▸ GOAL:
How many lines in the records below contain the string "mark"? Case counts, and the reply should be the number alone.

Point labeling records
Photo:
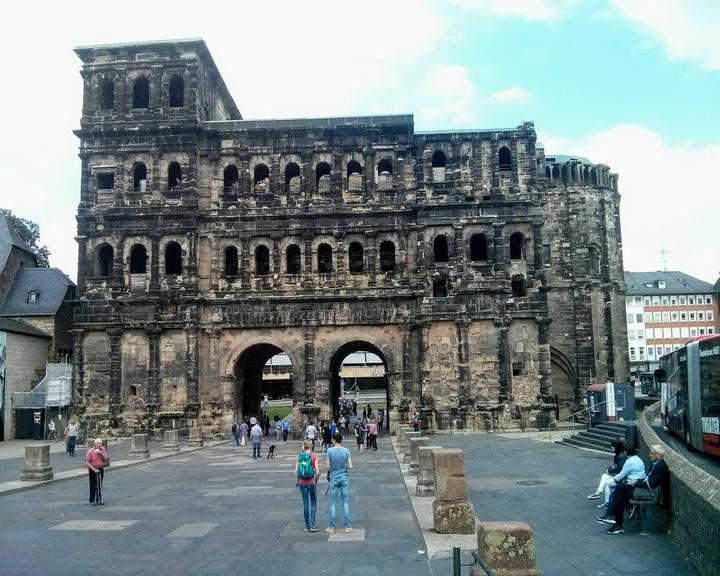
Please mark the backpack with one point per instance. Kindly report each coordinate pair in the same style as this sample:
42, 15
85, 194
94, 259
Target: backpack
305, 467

* * *

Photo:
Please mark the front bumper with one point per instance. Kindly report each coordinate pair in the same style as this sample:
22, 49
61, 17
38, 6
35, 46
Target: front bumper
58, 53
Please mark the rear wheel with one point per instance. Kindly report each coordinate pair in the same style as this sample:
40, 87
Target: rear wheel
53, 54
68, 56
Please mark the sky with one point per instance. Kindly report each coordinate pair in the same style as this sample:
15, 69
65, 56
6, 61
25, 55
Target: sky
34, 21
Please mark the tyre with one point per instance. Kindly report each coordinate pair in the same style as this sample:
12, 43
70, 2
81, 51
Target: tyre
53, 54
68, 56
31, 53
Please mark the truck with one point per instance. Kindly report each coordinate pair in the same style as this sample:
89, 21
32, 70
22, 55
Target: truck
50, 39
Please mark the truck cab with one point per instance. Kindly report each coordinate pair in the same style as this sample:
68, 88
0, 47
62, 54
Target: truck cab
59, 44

* * *

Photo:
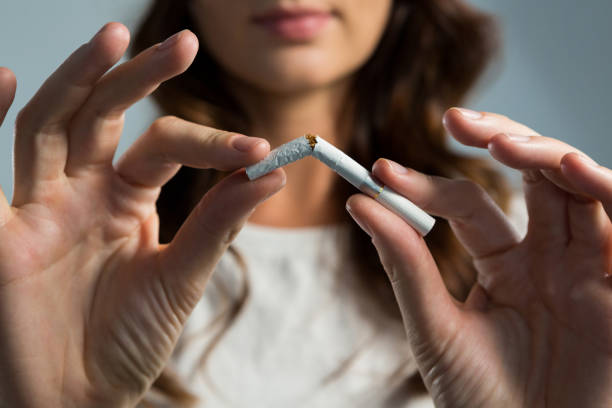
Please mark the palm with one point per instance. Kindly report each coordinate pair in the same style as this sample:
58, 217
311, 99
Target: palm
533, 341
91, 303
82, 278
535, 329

▸ OUTPUT OF THE TASK:
8